Exercises
A) From the commentary on Teresa Sullivan's financial plan for the University of Virginia, list every university that the text says UVa will compete with.
B) In the commentary on Teresa Sullivan's financial plan for the University of Virginia, recast the paragraph beginning "This shift of focus will require" as a short bulleted list that keeps its main facts.
C) Proceed with the commentary on Teresa Sullivan's financial plan for the University of Virginia, picking up after its final sentence.

The diminutive, Korean-born dean found a receptive audience among the Wahoo alumni, an overwhelmingly middle-aged and elderly crowd. Judging by my conservations with fellow Hoos during the cocktail reception and the questions asked after the presentations, Richmond alumni seem very comfortable with the priorities set by the university administration, led by President Teresa Sullivan. They are eager to see UVa build its reputation as a world-class university. Nary a word was spoken about unaffordable tuition hikes or existential threats posed by online learning.

– JAB

Sullivan’s Risky Bet on STEM

by Reed Fawell III

Teresa Sullivan’s proposed four-year financial plan will forever alter the character and mission of the University of Virginia, undermining the financial model that has enabled the university to thrive.  If adopted by the Board of Visitors, the plan will raise student tuition to fund the conversion of the University from a teaching institution to a scientific research institution dependent on the federal government for its future financial success.

The Sullivan Plan will shift the University’s primary mission from teaching to research, with a primary focus on STEM research. Starting July 1, 2103, the University faculty will spend more of its time, talent, resources and collaboration on independent research. Their efforts will concentrate in the fields of science, technology, engineering and medicine. Thus, UVa will become Virginia Tech’s great in-state competitor. And it will vie for federal grant and contractor research dollars with the likes of Johns Hopkins, MIT and Stanford.

This shift of focus will require the university to make major expenditures in heavy infrastructure projects, including the building, purchase and operation of highly complex and sophisticated scientific labs, equipment and buildings. Large additional outlays of funds also will be spent on the training of a whole new generation of scientists, engineers, researchers and other technocrats.  Searching for, hiring, training, setting up and putting in place all these new faculty along with their new disciplines and tools will cost the University even more money. In effect, the University is getting into a new and unexplored business with which it has no experience.

Data records
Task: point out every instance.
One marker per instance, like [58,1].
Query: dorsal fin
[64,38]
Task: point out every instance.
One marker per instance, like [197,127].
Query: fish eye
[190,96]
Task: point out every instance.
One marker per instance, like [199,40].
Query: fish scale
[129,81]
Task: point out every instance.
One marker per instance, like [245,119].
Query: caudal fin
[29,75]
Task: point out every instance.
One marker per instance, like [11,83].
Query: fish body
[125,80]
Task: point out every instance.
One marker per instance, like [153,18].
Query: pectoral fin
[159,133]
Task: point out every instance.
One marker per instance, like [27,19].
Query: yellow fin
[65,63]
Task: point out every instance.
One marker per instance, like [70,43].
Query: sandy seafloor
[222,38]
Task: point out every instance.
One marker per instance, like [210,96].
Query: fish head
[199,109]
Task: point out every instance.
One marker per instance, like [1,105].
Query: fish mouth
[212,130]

Answers per task
A)
- Virginia Tech
- Johns Hopkins
- MIT
- Stanford

B)
- The shift will require major spending on heavy infrastructure: building, buying and running complex scientific labs, equipment and buildings.
- Large additional funds will go to training a new generation of scientists, engineers, researchers and other technocrats.
- Searching for, hiring, training and setting up the new faculty, with their new disciplines and tools, will cost still more.
- In effect, the University is entering a new, unexplored business in which it has no experience.

C)
The University will fund this transformation on the backs of the students. Higher tuition will be the primary source of funding to start up, build and, thereafter, enlarge and maintain the STEM concentration. In addition to hiking tuition roughly 20% over four years, she proposes to create a Strategic Investment Fund that will skim monies and borrowing power from University coffers, place that fund outside the control of the Board of Visitors, and vest power over those monies in university administrators and faculty. (For details of the Fund see the last comment to Article “More Big Tuition Hikes ahead for UVa.“)

But that is not all. President Sullivan is betting the farm on the theory that UVa can win an ever-larger share of dwindling federal research grants. This undertaking is risky, if not downright irresponsible. Let’s look at some facts:

  1. Monies available for Federal grants are in rapid decline. Given the nation’s financial crisis, the chances are that this decline will be steep and prolonged.
  2. UVa’s income from federal grants also has been in decline recently. So are its returns on fixed costs from such research. Earlier gains before these declines were largely the result of the Obama administration’s massive stimulus package whose effects are expiring.
  3. UVa to date has been a minor player in the federal grant business.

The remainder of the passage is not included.